**Required work:** Copy out all lines from the entries below in which "headgear" occurs.

(Records from a dataset)
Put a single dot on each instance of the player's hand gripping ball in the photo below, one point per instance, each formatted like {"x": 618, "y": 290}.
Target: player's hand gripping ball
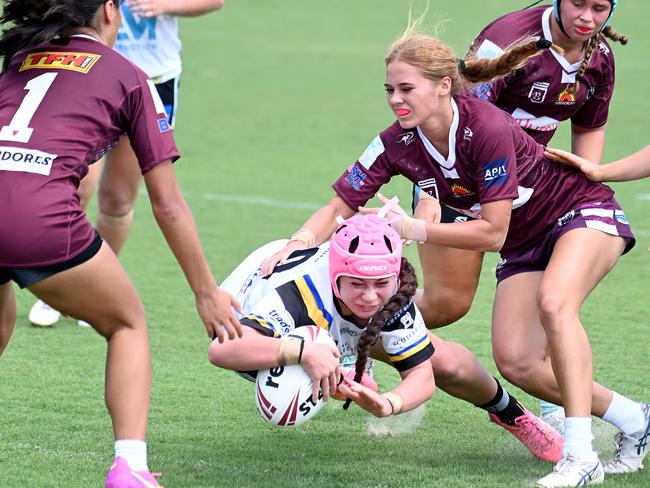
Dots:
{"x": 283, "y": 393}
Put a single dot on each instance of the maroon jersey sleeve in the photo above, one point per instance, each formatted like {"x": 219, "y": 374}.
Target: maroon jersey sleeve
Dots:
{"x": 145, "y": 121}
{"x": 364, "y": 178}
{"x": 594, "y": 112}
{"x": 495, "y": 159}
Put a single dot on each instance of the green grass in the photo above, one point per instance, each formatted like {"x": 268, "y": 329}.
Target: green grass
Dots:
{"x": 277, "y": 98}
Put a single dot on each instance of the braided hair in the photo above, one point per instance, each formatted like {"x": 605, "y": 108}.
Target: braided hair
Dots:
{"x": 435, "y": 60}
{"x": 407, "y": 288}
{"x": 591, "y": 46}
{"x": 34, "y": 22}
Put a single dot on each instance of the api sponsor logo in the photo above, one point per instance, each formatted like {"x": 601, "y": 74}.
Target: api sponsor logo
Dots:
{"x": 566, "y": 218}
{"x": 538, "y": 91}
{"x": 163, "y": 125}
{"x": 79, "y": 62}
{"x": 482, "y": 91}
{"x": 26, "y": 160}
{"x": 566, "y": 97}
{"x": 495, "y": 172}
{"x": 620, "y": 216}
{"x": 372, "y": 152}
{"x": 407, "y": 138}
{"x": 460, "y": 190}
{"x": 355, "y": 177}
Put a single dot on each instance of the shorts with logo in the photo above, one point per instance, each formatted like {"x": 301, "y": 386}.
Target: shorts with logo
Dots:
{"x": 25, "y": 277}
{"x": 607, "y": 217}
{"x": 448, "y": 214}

--

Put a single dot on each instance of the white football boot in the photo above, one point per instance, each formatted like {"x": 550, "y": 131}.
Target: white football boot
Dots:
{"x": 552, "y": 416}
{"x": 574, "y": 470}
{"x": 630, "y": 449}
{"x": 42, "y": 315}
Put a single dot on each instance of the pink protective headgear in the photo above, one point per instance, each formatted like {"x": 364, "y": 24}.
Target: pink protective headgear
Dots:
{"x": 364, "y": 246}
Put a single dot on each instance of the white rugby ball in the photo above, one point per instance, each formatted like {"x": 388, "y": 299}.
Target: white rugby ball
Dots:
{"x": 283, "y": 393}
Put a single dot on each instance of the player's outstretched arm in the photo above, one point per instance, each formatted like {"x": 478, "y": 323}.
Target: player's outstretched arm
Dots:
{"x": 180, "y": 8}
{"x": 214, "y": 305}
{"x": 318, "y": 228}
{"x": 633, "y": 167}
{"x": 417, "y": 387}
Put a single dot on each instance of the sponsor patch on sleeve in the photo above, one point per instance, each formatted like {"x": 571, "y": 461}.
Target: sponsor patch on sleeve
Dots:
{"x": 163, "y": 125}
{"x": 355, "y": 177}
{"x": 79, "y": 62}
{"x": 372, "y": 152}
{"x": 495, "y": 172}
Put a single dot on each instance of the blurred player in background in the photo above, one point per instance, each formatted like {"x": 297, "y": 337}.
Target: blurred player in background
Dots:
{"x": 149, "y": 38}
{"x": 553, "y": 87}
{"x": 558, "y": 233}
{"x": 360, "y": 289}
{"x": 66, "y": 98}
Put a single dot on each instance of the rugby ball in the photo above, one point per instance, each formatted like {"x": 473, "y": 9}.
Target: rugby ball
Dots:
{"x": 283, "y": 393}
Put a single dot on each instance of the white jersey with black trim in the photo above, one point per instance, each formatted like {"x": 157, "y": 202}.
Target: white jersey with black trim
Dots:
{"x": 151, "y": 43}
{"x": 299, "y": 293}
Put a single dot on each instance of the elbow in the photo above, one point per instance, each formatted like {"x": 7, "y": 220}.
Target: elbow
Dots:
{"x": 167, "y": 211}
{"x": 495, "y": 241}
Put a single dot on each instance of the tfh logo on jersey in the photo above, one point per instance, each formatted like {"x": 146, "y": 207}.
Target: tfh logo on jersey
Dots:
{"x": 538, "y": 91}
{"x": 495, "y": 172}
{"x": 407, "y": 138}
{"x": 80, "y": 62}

**Exercise answer:**
Put a single dot on each instance of the pink protective headgear in the photo above, one point per instance, each formatted like {"x": 364, "y": 24}.
Target: pink protective headgear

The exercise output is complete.